Exercise goal | Copy the listing below line for line, leaving out the pictures.

Material provided |
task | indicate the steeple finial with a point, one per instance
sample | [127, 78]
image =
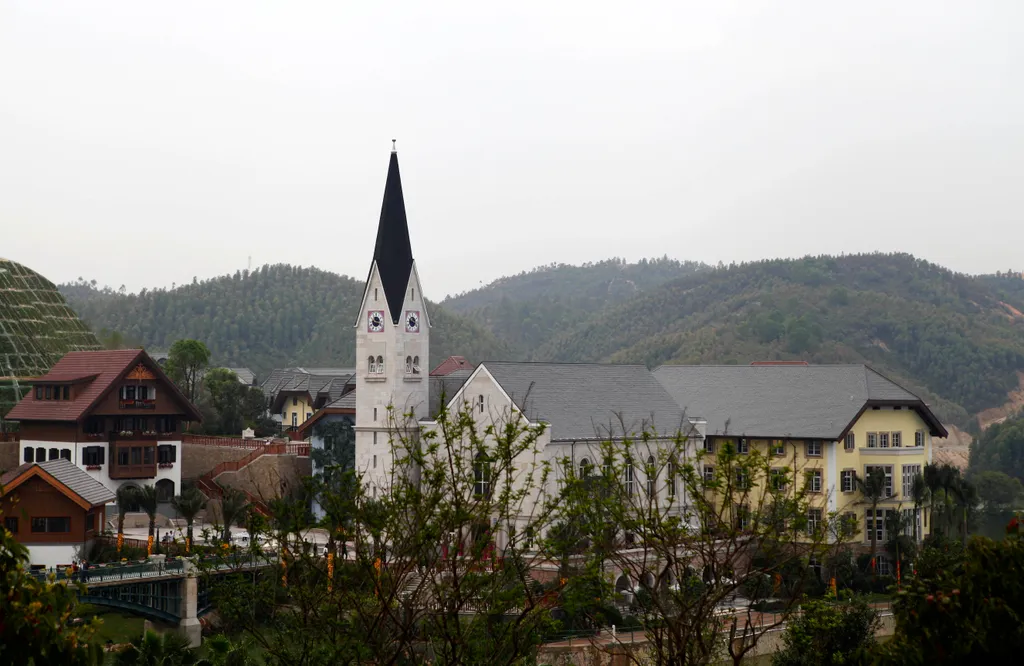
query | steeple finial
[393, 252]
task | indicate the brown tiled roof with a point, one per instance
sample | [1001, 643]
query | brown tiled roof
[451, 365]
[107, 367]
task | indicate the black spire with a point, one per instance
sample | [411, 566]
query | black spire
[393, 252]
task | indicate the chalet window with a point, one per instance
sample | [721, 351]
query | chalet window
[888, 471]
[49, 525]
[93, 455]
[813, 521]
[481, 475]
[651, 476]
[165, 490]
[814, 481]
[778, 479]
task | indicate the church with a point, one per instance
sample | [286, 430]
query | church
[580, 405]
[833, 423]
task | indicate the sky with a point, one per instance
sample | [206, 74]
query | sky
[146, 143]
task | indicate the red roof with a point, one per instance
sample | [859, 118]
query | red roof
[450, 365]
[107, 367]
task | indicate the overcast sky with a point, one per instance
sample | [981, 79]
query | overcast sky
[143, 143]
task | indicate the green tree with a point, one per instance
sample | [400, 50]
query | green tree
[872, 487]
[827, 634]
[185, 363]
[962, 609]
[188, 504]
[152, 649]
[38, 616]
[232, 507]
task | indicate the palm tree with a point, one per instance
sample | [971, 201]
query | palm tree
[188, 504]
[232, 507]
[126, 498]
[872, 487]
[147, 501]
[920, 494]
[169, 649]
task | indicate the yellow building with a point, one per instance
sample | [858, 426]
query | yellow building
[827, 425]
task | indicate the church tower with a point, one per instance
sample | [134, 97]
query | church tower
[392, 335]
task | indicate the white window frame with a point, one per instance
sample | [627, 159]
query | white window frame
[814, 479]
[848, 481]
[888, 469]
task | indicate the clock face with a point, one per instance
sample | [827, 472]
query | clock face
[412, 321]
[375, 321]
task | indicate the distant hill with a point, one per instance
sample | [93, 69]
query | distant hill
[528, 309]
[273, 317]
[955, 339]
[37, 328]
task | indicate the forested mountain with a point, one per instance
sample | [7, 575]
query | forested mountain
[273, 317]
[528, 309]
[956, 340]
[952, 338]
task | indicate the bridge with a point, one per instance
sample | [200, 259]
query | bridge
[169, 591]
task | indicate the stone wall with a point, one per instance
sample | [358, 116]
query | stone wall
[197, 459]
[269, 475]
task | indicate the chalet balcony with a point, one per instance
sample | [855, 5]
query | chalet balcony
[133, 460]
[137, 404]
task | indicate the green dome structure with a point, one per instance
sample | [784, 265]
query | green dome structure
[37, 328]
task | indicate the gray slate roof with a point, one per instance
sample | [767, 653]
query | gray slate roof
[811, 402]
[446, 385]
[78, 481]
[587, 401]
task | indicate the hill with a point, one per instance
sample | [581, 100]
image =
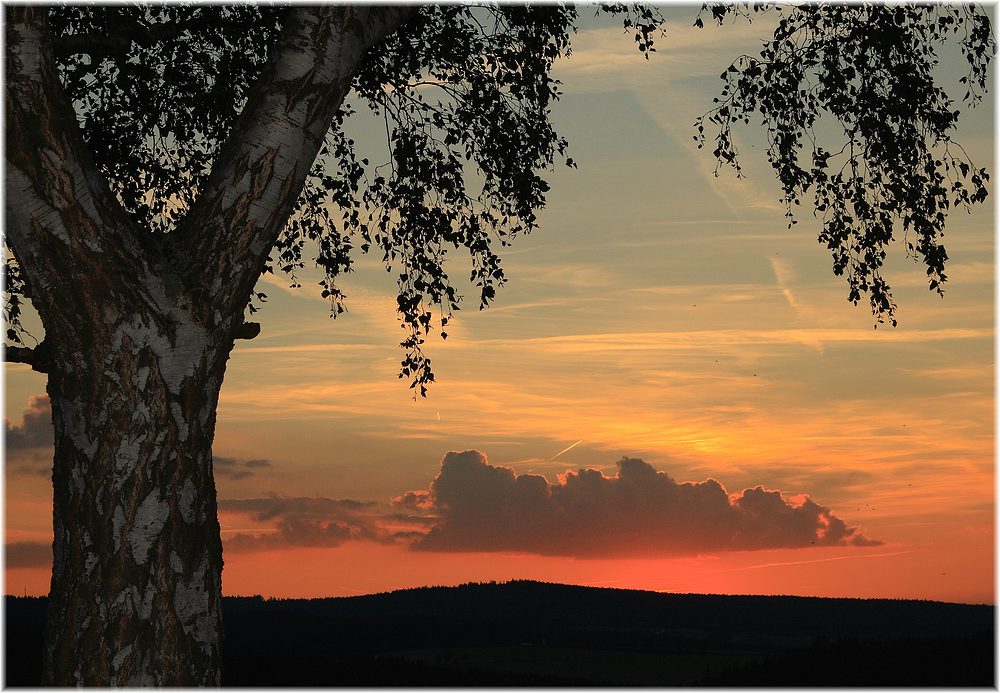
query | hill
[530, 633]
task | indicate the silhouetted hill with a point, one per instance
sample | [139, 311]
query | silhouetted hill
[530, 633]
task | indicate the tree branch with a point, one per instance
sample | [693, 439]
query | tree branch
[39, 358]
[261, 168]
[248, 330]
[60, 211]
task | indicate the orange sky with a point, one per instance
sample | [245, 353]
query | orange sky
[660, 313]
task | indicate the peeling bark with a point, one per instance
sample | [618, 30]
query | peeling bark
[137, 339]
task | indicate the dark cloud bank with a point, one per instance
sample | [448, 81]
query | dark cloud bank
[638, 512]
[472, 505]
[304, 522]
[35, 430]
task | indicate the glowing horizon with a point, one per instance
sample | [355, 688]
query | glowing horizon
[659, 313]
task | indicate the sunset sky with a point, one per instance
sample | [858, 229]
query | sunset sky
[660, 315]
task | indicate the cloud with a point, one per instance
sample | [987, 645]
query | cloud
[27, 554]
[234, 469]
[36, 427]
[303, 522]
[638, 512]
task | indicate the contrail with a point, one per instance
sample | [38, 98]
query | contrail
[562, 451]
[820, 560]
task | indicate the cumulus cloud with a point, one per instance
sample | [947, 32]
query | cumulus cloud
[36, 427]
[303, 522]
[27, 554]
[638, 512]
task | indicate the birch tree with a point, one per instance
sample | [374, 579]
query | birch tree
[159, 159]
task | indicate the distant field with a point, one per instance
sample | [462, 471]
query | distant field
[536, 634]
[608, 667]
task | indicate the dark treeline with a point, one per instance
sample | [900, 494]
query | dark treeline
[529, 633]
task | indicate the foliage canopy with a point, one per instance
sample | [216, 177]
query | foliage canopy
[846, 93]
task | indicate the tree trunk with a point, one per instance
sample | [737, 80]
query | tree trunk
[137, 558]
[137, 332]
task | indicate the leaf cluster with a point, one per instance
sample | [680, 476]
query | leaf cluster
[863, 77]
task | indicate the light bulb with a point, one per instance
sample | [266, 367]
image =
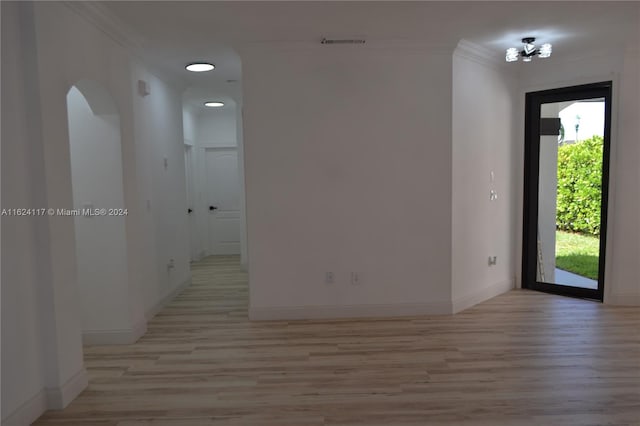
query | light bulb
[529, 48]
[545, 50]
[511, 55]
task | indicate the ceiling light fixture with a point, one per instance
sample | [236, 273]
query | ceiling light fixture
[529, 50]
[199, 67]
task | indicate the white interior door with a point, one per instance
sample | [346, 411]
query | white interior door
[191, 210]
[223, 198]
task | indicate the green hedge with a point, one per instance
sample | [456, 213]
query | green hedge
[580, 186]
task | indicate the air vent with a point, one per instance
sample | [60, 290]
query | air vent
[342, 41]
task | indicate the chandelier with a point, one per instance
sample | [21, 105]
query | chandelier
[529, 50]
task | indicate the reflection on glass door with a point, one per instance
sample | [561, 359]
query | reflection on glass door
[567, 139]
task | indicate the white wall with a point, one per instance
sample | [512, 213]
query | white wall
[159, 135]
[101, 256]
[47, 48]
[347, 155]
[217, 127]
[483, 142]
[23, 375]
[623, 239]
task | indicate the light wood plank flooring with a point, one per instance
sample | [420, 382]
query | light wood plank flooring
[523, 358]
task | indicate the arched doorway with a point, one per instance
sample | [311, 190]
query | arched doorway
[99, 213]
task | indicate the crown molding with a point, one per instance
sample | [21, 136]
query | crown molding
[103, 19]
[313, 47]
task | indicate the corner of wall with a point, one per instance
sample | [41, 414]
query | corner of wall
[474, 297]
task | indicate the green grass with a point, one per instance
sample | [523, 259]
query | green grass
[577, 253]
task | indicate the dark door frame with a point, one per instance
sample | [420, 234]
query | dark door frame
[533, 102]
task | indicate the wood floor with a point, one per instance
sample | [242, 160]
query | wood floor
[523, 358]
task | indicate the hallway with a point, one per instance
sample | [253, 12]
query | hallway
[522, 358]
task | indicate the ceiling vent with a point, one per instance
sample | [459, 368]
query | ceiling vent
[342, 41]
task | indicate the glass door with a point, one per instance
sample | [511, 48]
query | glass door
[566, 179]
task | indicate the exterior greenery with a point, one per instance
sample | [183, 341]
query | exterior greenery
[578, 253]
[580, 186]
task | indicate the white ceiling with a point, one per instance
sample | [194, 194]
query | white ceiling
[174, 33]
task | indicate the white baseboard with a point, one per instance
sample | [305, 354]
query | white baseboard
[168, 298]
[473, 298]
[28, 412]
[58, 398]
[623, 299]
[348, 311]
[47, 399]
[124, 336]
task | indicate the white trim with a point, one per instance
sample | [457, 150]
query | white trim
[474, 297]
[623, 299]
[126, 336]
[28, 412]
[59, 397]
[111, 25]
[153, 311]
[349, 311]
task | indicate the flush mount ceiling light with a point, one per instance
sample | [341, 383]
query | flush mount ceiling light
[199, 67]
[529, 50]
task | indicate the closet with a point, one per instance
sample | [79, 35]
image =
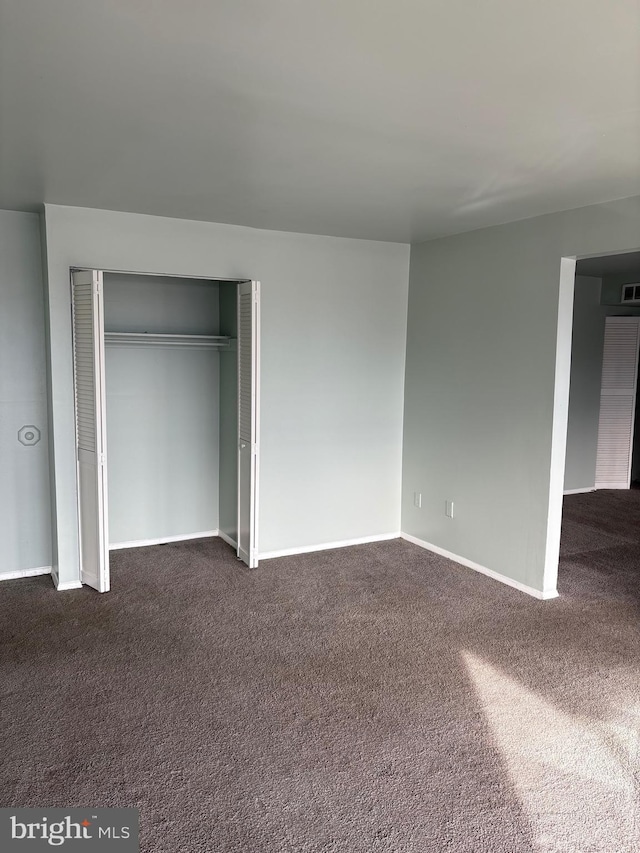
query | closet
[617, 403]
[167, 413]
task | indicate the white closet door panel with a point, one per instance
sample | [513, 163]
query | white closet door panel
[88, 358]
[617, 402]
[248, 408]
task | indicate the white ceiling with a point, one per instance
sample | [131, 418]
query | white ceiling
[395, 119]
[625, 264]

Solution for this task |
task | indicate the steeple finial with a point, one per instance
sample | [127, 78]
image =
query | steeple finial
[393, 252]
task | indicate the brown tiled roof with a point, one per instance
sample | [1001, 643]
query | brown tiled roof
[451, 365]
[107, 367]
task | indicate the black spire with a point, one per instance
sample | [411, 566]
query | black spire
[393, 252]
task | indicate the chalet window with a point, one per instance
sample | [721, 351]
query | chalet window
[888, 471]
[49, 525]
[93, 455]
[813, 521]
[481, 475]
[651, 476]
[165, 490]
[814, 481]
[778, 479]
task | indicate the church with a point, one per instance
sample | [286, 430]
query | church
[580, 405]
[833, 423]
task | indicate the sky with a point, one per instance
sample | [206, 74]
query | sky
[146, 143]
task | indicate the red roof with a point, one per instance
sample | [859, 118]
query | red roof
[450, 365]
[107, 367]
task | indicate the overcast sky with a point, one per instance
sample | [981, 79]
query | overcast sky
[143, 143]
task | indicate the green tree with a point, one per instance
sample | [400, 50]
query | green tree
[872, 487]
[827, 634]
[185, 363]
[962, 609]
[188, 504]
[152, 649]
[38, 616]
[232, 507]
task | indicate the palm tree with a point, one per instance
sample | [971, 201]
query | palm tree
[188, 504]
[232, 507]
[126, 498]
[872, 487]
[147, 501]
[920, 494]
[169, 649]
task | indicate the yellow building with a point, one per instance
sample | [858, 426]
query | yellow building
[827, 425]
task | indicate the church tower with a point, one per instance
sample | [134, 97]
query | church tower
[392, 335]
task | indicate the white window frame with a point, one per instance
sample | [627, 159]
query | white window frame
[814, 479]
[848, 481]
[888, 469]
task | indicate the clock face with a point, one per instance
sample | [827, 472]
query | clock face
[412, 321]
[375, 321]
task | indicate the distant hill with a point, one per instance
sample | [93, 69]
query | distant hill
[528, 309]
[273, 317]
[955, 339]
[37, 328]
task | indicate the forested mountain with a point, one per instance
sample | [7, 575]
query | forested mountain
[273, 317]
[528, 309]
[956, 340]
[952, 338]
task | indicate the bridge with a point, one per instance
sample | [200, 259]
query | bridge
[169, 591]
task | indicate the stone wall with a point, one per instance
sample | [358, 116]
query | stone wall
[197, 459]
[269, 475]
task | indicate the chalet balcony with a point, one per instance
sample | [855, 5]
query | chalet balcony
[133, 460]
[137, 404]
task | indicate the green dome structure with a point, one per instance
sample | [784, 265]
query | green dome structure
[37, 328]
task | indicate the gray slate roof with a point, one per instance
sample | [767, 653]
query | gray slate roof
[811, 402]
[446, 385]
[78, 481]
[587, 401]
task | indicate the hill with a point, one per instance
sample | [581, 100]
image =
query | hill
[530, 633]
task | indicate the silhouetted hill with a point, one per instance
sample | [139, 311]
query | silhouetted hill
[530, 633]
task | indicate the tree branch with a point, one per instance
sample | [693, 439]
query | tree branch
[39, 358]
[261, 168]
[248, 330]
[60, 211]
task | indicate the orange sky with a point, one per instance
sample | [245, 353]
query | orange sky
[660, 313]
task | indicate the peeling bark with a point, one per instance
sample | [618, 30]
query | peeling bark
[137, 339]
task | indicate the dark cloud bank with a point, one per instance
sample | [448, 81]
query | dark cloud bank
[638, 512]
[472, 505]
[304, 522]
[35, 430]
task | indicate the glowing horizon with a point, one per instance
sample | [355, 688]
query | glowing horizon
[659, 313]
task | indicate the sunset sky with a point, one per instance
sample | [858, 229]
query | sunset sky
[660, 315]
task | indicate the cloud with a point, one per instance
sample | [987, 645]
query | cloud
[27, 554]
[234, 469]
[36, 427]
[303, 522]
[638, 512]
task | indicate the contrail with a point, one per instance
sample | [38, 98]
query | contrail
[562, 451]
[820, 560]
task | indicate the cumulus cloud with a point, one per instance
sample | [947, 32]
query | cumulus cloud
[36, 427]
[303, 522]
[27, 554]
[638, 512]
task | indicate the birch tree with a point, one per instance
sample | [374, 579]
query | birch tree
[159, 159]
task | indicate the distant field with a point, one per instance
sample | [462, 471]
query | distant field
[536, 634]
[608, 667]
task | indicate the dark treeline with a point, one per instance
sample | [900, 494]
query | dark treeline
[529, 633]
task | indicate the foliage canopy with a point, one per instance
sample | [216, 177]
query | foliage canopy
[846, 93]
task | indicate the tree trunk with a point, one per instance
sample | [737, 80]
query | tree trunk
[137, 558]
[137, 332]
task | indicate the leaf cluster with a point, one per instance
sample | [680, 476]
query | leaf cluster
[863, 77]
task | indicate the light bulb with a point, one per instance
sample | [266, 367]
image =
query | light bulb
[529, 48]
[545, 50]
[511, 55]
task | indicate the ceiling light fixture with a point, one per instance
sample | [236, 273]
query | ceiling light fixture
[529, 50]
[199, 67]
task | indicate the white interior door with a point, one per instance
sample | [346, 411]
query | white interior door
[191, 210]
[223, 198]
task | indicate the green hedge with a point, one per instance
sample | [456, 213]
query | green hedge
[580, 186]
task | indicate the air vent with a point, one per instance
sample | [60, 290]
query | air vent
[342, 41]
task | indicate the chandelier with a point, one per instance
sample | [21, 105]
query | chandelier
[529, 50]
task | indicate the reflection on glass door with a point, one per instance
sample | [561, 359]
query | reflection on glass door
[567, 139]
task | indicate the white wall with a point, one per instance
sample | [512, 213]
query | white wall
[159, 135]
[101, 256]
[47, 48]
[347, 155]
[217, 127]
[483, 142]
[23, 375]
[623, 239]
task | indicate the light wood plank flooring with a point, one per instance
sample | [420, 382]
query | light wood plank flooring
[523, 358]
task | indicate the arched doorway with a point, one per instance
sample | [311, 190]
query | arched doorway
[99, 213]
task | indicate the crown molding with a point, one per instance
sample | [21, 136]
query | crown molding
[103, 19]
[313, 47]
task | indicate the corner of wall with a point, one per instance
sample | [41, 414]
query | corner of wall
[474, 297]
task | indicate the green grass with a point, one per instance
sample | [523, 259]
query | green grass
[577, 253]
task | indicate the dark door frame with a point, one per instance
sample | [420, 234]
query | dark door frame
[533, 102]
task | indicate the wood floor with a point, one per instance
sample | [242, 160]
query | wood floor
[523, 358]
task | indicate the hallway with a point, one per instance
sample | [253, 12]
query | hallway
[522, 358]
task | indicate the ceiling vent with a point, one per instance
sample | [459, 368]
query | ceiling vent
[342, 41]
task | indicate the glass door with a point, one per instance
sample | [511, 48]
query | glass door
[566, 179]
task | indicate the exterior greenery with a point, one per instance
sample | [183, 341]
query | exterior greenery
[578, 253]
[580, 186]
task | indicate the white ceiling with a point, one per instance
sample | [194, 194]
query | white ceiling
[174, 33]
task | indicate the white baseboard with a point, one per instance
sample | [305, 354]
query | white baseboard
[168, 298]
[473, 298]
[28, 412]
[58, 398]
[623, 299]
[348, 311]
[47, 399]
[124, 336]
task | indicate the white trim with a point, one per instance
sample | [457, 150]
query | white trim
[474, 297]
[623, 299]
[126, 336]
[28, 412]
[59, 397]
[111, 25]
[153, 311]
[349, 311]
task | indicate the flush mount ceiling light with a point, one per instance
sample | [341, 383]
query | flush mount ceiling light
[199, 67]
[529, 50]
task | indicate the closet with a point, one per instance
sample | [79, 35]
image =
query | closet
[617, 403]
[167, 413]
task | indicate the white closet door panel with a point, one per instance
sample | [513, 163]
query | white closet door panel
[88, 358]
[617, 402]
[248, 408]
task | indicate the white ceiling with a point, one per instance
sample | [131, 418]
query | white ceiling
[395, 119]
[625, 264]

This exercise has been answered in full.